- EXERCISE PROMPT: Repeat the entries word for word. Leave nothing out.

┌─ DATA FOR THE TASK

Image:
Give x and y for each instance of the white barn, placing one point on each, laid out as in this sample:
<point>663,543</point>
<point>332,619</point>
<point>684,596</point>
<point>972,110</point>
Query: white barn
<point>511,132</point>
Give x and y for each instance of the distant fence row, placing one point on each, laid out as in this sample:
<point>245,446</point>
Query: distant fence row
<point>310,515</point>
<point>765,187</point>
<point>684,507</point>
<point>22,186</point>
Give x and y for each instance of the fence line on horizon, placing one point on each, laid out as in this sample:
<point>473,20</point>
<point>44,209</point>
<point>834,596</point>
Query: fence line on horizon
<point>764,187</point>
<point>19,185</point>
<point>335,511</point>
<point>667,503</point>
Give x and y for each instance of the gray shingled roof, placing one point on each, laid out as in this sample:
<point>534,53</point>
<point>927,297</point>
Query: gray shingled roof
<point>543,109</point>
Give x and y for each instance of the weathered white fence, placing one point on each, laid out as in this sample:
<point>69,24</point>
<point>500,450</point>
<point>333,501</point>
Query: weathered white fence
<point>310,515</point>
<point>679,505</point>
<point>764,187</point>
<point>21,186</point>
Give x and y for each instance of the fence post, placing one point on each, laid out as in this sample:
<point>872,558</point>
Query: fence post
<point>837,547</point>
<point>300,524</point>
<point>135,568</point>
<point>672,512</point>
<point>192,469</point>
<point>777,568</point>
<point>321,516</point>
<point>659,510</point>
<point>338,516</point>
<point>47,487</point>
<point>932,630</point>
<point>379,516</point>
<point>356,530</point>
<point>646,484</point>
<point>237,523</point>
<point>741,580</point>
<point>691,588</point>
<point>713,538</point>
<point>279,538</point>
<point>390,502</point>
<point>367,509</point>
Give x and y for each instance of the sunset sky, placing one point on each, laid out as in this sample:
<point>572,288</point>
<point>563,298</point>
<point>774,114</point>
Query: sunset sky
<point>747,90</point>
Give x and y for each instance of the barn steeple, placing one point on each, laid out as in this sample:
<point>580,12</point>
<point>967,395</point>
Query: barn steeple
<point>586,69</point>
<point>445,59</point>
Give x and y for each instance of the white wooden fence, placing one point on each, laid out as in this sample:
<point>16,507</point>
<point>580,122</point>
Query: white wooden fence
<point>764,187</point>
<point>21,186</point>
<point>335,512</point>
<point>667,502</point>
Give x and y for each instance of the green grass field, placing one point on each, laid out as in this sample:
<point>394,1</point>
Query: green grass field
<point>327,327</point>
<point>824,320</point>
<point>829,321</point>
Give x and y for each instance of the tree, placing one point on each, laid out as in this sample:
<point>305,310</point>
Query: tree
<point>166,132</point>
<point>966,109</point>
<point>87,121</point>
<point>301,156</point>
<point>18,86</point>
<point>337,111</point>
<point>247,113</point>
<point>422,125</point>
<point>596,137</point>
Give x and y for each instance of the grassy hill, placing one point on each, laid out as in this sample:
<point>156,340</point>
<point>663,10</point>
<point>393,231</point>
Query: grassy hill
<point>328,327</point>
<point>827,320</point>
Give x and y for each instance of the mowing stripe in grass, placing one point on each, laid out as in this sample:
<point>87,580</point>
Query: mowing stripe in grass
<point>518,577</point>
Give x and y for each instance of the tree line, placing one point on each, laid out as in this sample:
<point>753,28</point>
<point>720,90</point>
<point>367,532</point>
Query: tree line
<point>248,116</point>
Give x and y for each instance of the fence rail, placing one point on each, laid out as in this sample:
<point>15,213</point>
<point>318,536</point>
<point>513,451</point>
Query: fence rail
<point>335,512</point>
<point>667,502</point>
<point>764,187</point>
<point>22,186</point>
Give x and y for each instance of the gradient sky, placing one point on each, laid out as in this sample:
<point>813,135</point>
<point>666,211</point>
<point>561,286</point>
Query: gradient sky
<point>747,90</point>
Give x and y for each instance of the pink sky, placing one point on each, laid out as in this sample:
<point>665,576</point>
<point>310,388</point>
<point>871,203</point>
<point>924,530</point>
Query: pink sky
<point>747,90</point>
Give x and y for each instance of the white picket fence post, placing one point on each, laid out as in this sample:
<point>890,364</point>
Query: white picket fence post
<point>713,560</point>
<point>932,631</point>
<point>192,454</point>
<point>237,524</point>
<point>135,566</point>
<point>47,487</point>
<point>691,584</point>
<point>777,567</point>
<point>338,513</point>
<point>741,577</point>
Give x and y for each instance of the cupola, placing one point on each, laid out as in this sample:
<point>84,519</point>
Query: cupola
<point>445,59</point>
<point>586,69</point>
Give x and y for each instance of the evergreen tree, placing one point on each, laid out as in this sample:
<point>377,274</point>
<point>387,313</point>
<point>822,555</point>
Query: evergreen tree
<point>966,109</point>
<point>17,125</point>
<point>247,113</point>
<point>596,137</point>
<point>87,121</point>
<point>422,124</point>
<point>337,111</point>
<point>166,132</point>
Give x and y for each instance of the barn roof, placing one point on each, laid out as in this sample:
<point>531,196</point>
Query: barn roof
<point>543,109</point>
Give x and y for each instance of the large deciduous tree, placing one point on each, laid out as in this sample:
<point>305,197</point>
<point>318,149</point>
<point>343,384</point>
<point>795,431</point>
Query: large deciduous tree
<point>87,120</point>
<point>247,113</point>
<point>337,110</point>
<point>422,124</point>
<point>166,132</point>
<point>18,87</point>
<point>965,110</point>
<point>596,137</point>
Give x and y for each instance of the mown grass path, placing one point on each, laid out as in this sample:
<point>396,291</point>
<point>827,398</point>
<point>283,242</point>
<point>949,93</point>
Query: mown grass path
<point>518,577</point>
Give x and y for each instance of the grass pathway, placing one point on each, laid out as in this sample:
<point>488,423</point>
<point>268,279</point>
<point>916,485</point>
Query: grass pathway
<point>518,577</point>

└─

- SOLUTION TO THIS PROBLEM:
Image:
Give x and y for each instance of the white barn, placing one point on each, laid out as in this sample:
<point>663,543</point>
<point>332,619</point>
<point>684,596</point>
<point>972,110</point>
Query: white barn
<point>511,132</point>
Give x and y for each instance of the distant fence row, placing one point on each, laid out as in this sample:
<point>245,446</point>
Query: distant fence row
<point>310,515</point>
<point>765,187</point>
<point>684,507</point>
<point>22,186</point>
Give x and y for each instance of the fence line on horizon, placing one point on each, laid out as in this sample:
<point>473,20</point>
<point>44,209</point>
<point>834,596</point>
Query: fence line on horizon
<point>764,187</point>
<point>19,185</point>
<point>335,511</point>
<point>667,503</point>
Give x and y for each instance of the gray shingled roof, placing one point on each, laid out as in this sample:
<point>534,53</point>
<point>927,297</point>
Query: gray shingled roof
<point>543,109</point>
Give x and y for each instance of the weathered white fence, placing one point on each, laid out as in this sample:
<point>69,24</point>
<point>500,450</point>
<point>333,501</point>
Query: weathered white fence
<point>310,515</point>
<point>679,505</point>
<point>764,187</point>
<point>21,186</point>
Give x and y for each instance of the fence post, placing one point on each, laid out as in this sample:
<point>872,558</point>
Query: fence post
<point>837,547</point>
<point>300,524</point>
<point>135,568</point>
<point>672,512</point>
<point>192,469</point>
<point>777,568</point>
<point>321,516</point>
<point>659,510</point>
<point>338,516</point>
<point>47,487</point>
<point>932,630</point>
<point>379,516</point>
<point>356,530</point>
<point>646,484</point>
<point>237,523</point>
<point>741,580</point>
<point>691,588</point>
<point>713,538</point>
<point>279,538</point>
<point>390,502</point>
<point>367,509</point>
Give x and y for each instance of the sunset sky, placing one point on each, laid out as in this sample:
<point>572,288</point>
<point>563,298</point>
<point>774,114</point>
Query: sunset sky
<point>747,90</point>
Give x and y for each instance of the barn steeple, placing one point on each, laid out as in this sample:
<point>580,12</point>
<point>967,395</point>
Query: barn steeple
<point>586,69</point>
<point>445,59</point>
Give x and y for each instance of the white wooden fence, placing one point on each, laid out as in this sample:
<point>16,507</point>
<point>580,122</point>
Query: white wooden fence
<point>764,187</point>
<point>21,186</point>
<point>335,512</point>
<point>667,502</point>
Give x and y for each instance of the green grass field, placing one point on each, laid out as in this sample:
<point>394,1</point>
Query: green grass field
<point>327,327</point>
<point>824,320</point>
<point>829,321</point>
Give x and y for each instance of the tree, placing one point on each, laid out as in this sample:
<point>305,310</point>
Query: tree
<point>166,132</point>
<point>966,109</point>
<point>87,121</point>
<point>301,156</point>
<point>18,86</point>
<point>337,111</point>
<point>247,113</point>
<point>422,125</point>
<point>596,137</point>
Give x and y for each instance of the grassy hill, placing one point on each, laid out as in this sample:
<point>156,340</point>
<point>663,10</point>
<point>393,231</point>
Query: grassy hill
<point>328,327</point>
<point>827,320</point>
Give x and y for each instance of the mowing stripe in grass, placing one point on each, laid out as in this sample:
<point>87,580</point>
Query: mowing stripe in grass
<point>518,577</point>
Give x and y for each instance of the tree line, placing one point on each, laid out as in this sample:
<point>753,28</point>
<point>720,90</point>
<point>367,532</point>
Query: tree line
<point>248,116</point>
Give x and y for each instance of the fence rail, placing one point on each, laid out as in this sample:
<point>15,213</point>
<point>318,536</point>
<point>513,451</point>
Query: fence rail
<point>335,512</point>
<point>667,502</point>
<point>764,187</point>
<point>22,186</point>
Give x and y for each instance of the gradient sky, placing one point on each, laid out as in this sample:
<point>813,135</point>
<point>666,211</point>
<point>561,286</point>
Query: gradient sky
<point>747,90</point>
Give x and y for each instance of the pink sky, placing one point on each, laid out as in this sample:
<point>665,576</point>
<point>310,388</point>
<point>871,203</point>
<point>924,530</point>
Query: pink sky
<point>747,90</point>
Give x and y for each instance of the white picket fence post, placing one point on each, laid out as in this sample:
<point>890,364</point>
Query: white picket fence post
<point>713,560</point>
<point>932,631</point>
<point>192,454</point>
<point>237,524</point>
<point>135,566</point>
<point>47,487</point>
<point>691,584</point>
<point>777,567</point>
<point>338,513</point>
<point>741,577</point>
Give x and y for each instance of the cupola, placing one point on each, laid out as in this sample:
<point>84,519</point>
Query: cupola
<point>445,59</point>
<point>586,69</point>
Give x and y for each instance of the evergreen tree, placing one point on each, laid out as in this sample:
<point>377,274</point>
<point>387,313</point>
<point>822,555</point>
Query: evergreen tree
<point>966,109</point>
<point>17,125</point>
<point>247,113</point>
<point>596,137</point>
<point>87,121</point>
<point>422,124</point>
<point>337,111</point>
<point>166,132</point>
Give x and y for each instance of the barn roof, placing one point on each, laid out as in this sample:
<point>531,196</point>
Query: barn roof
<point>543,109</point>
Give x and y for each instance of the large deciduous tree, placing one point on each, laid out as in this sample:
<point>305,197</point>
<point>318,149</point>
<point>343,384</point>
<point>795,431</point>
Query: large deciduous tree
<point>87,120</point>
<point>247,113</point>
<point>337,110</point>
<point>422,124</point>
<point>166,132</point>
<point>18,87</point>
<point>965,110</point>
<point>596,137</point>
Give x and y for each instance of the mown grass path, placing one point on each, laid out as in this sample:
<point>396,291</point>
<point>827,398</point>
<point>283,242</point>
<point>949,93</point>
Query: mown grass path
<point>518,577</point>
Give x and y for each instance of the grass pathway, placing one point on each, laid out as in this sample:
<point>488,423</point>
<point>268,279</point>
<point>916,485</point>
Query: grass pathway
<point>518,577</point>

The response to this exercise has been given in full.